José Filho: Tem seu lado positivo e negativo. De um lado, conhecemos a realidade local e as pessoas com mais profundidade. Do outro, justamente por essa razão, acaba sendo mais difícil ter um olhar distante. Temos uma preocupação maior sobre qual o momento de olhar de perto ou de longe as atividades e processos desenvolvidos na comunidade. Mas ser da comunidade nos ajuda muito no trabalho, desde a forma de falar com os moradores a entender a cultura local. Isso, inclusive, diminui os riscos de desenvolver determinadas ações que nós, por antecedência, já sabemos que não fazem parte do perfil da localidade.

Cristina Cardoso, no centro, durante a exposição Memórias de Setembro, um iniciativa do Comitê de Mobilização de Serra do Salitre com o apoio do Instituto.

Para você, o que significa o trabalho que realiza de desenvolvimento comunitário?

Cristina: É um desafio, porque lidamos com muitas expectativas. Ao mesmo tempo, é bom estar ali como uma pessoa que pensa e tenta fazer algo pela transformação da comunidade. Eu sou professora, com mais de 10 anos de experiência na educação, e estar no meio de pessoas, fazer os contatos, conversar, ouvir e provocar nos moradores novas atitudes é uma satisfação para mim. Acredito que é uma grande oportunidade que o Instituto me dá e proporciona uma enorme realização pessoal. Por meio desse trabalho como agente local, consegui extrapolar o ambiente escolar e envolver outras pessoas, mobilizar, construir amizades. Consegui ver as pessoas se realizarem e melhorarem a auto estima. Hoje, vejo como um projeto de vida essa preocupação com o mundo, com o coletivo. Percebi que a educação não precisa estar ligada apenas ao ler e escrever, podemos ensinar as pessoas a se transformarem, acreditarem em si mesmas e buscarem melhorias para a sua comunidade.

José Filho: Para mim, é uma satisfação imensa saber que estou contribuindo para o desenvolvimento da minha comunidade e das pessoas que nela vivem. Recentemente, fizemos uma dinâmica na qual tínhamos que imaginar o caminho que trilharíamos nos próximos quatro anos. Chegando no fim do percurso, tínhamos que olhar para traz e resumir essa trajetória. Para mim, tudo estava traduzido na frase: “Valeu a pena!”.

Thaís: É muito gratificante. A gente acompanha desde o início a identificação dos problemas na comunidade e os meios para solucioná-los. Então, quando vemos resolvido é muito bom! Aqui em Luís Eduardo Magalhães, por exemplo, fizemos esse ano o mutirão para reforma de uma praça e, hoje, quando passamos por ela e vemos as pessoas usufruindo do espaço, é muito recompensador. Também há o fato de que ser um agente comunitário nos dá um olhar diferente sobre a localidade. Passamos a ver mais a fundo não apenas os problemas, mas suas causas e tudo o que está pro trás deles, gerando novos questionamentos e experiências.

Thaís Malta com as crianças plantando mudas durante o mutirão da Praça do Jardim dos Ipês, em Luís Eduardo Magalhães.

Tem algum fato ou depoimento que mais te marcou nessa trajetória?
________________
■ **Tarefa A**
Reescreva de forma mais breve o parágrafo da entrevista que começa com "Thaís: É muito gratificante", preservando os fatos principais.
■ **Tarefa B**
Transcreva da entrevista o trecho que vai de "Thaís: É muito" até "marcou nessa trajetória?", incluindo estas últimas palavras.

■ **Dados de entrada**
________________
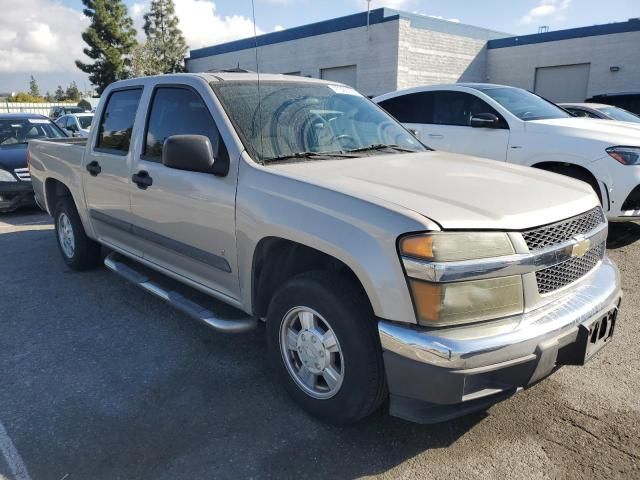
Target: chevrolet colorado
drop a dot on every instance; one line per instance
(382, 269)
________________
■ **Sua resposta A**
Thaís acha o trabalho muito gratificante, pois os agentes acompanham desde o início a identificação dos problemas da comunidade e os meios de resolvê-los. É bom ver esses problemas resolvidos. Em Luís Eduardo Magalhães, por exemplo, eles fizeram este ano um mutirão para reformar uma praça, e hoje é recompensador ver as pessoas aproveitando o espaço. Além disso, ser agente comunitário dá um olhar diferente sobre a localidade. Os agentes passam a ver mais a fundo os problemas, suas causas e o que está por trás deles, o que gera novos questionamentos e experiências.

■ **Sua resposta B**
Thaís: É muito gratificante. A gente acompanha desde o início a identificação dos problemas na comunidade e os meios para solucioná-los. Então, quando vemos resolvido é muito bom! Aqui em Luís Eduardo Magalhães, por exemplo, fizemos esse ano o mutirão para reforma de uma praça e, hoje, quando passamos por ela e vemos as pessoas usufruindo do espaço, é muito recompensador. Também há o fato de que ser um agente comunitário nos dá um olhar diferente sobre a localidade. Passamos a ver mais a fundo não apenas os problemas, mas suas causas e tudo o que está pro trás deles, gerando novos questionamentos e experiências.

Thaís Malta com as crianças plantando mudas durante o mutirão da Praça do Jardim dos Ipês, em Luís Eduardo Magalhães.

Tem algum fato ou depoimento que mais te marcou nessa trajetória?